### EXCERPT ###

Dmitri SHOSTAKOVICH: String Quartet No. 7 in F-sharp minor, Op. 108 (1960); String Quartet No. 8 in C minor, Op. 110 (1960); String Quartet No. 9 in E-flat major, Op. 117 (1964). Altius Quartet: Andrew Giordano, Joshua Ulrich (vln), Andrew Krimm (vla), Zachary Reaves (vlc). Navona NV6125 (1 CD) (http://www.navonarecords.com/).

As a group, Nos. 7, 8 and 9 are three “personal” quartets. The Seventh was written in memory of Shostakovich’s first wife, Nina Vassilyevna, who had died in 1954. No. 8 is dedicated to victims of fascism and war; however, the consensus is that Shostakovich’s most popular quartet is autobiographical (and not just because the D-S-C-H motive appears). No. 9 is dedicated to his third wife, Antonovna Supinskaya (they wedded in 1962; Shostakovich married Margarita Kainova in 1956, but that marriage lasted only 3 years). The music we have today is actually Shostakovich’s second try at an E-flat quartet. The first attempt was penned in 1961 and only one original movement has surfaced.

### RECORDS SHOWN ###

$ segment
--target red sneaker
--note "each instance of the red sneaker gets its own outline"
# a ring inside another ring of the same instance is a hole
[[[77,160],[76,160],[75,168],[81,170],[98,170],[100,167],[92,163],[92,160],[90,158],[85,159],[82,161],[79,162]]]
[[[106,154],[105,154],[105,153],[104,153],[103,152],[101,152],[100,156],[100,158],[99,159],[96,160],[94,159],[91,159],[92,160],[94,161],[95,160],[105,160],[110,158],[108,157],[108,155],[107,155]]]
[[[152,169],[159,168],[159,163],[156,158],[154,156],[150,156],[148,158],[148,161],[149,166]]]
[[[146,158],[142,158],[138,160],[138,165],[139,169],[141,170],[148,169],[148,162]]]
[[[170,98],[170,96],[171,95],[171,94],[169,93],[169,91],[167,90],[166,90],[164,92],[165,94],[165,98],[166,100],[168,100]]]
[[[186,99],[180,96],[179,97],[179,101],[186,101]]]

###

PROBLEMS AND TASKS:
1. According to the excerpt on the Shostakovich quartets, to whom is String Quartet No. 9 dedicated?
2. Extend the excerpt on the Shostakovich quartets, picking up where it stops.
The records that accompany this text are separate material.

ANSWERS BELOW:
1. It is dedicated to Shostakovich's third wife, Antonovna Supinskaya.

2.
Arranged as a trilogy, No. 7’s aggression seems a dry run for No. 8. The Seventh’s final movement fugato could lurch into No. 8’s powerful keening or the notorious imitation of anti-aircraft guns. Rife with sneering motives and choppy accompaniments, these coarse sentences are unambiguous. Do we appreciate them because they are personal and because we sympathize with Shostakovich’s plight? Shostakovich learned from Mahler’s overlap of high and low (viz. Symphony No. 5’s “new” direction), and perhaps someday a quartet will emphasize the romantic and downplay the militant. Maybe there could have been greater abandon in No. 8’s desolate parts, indeed the contrasts that lead to the aggressive second movement could have been cranked up.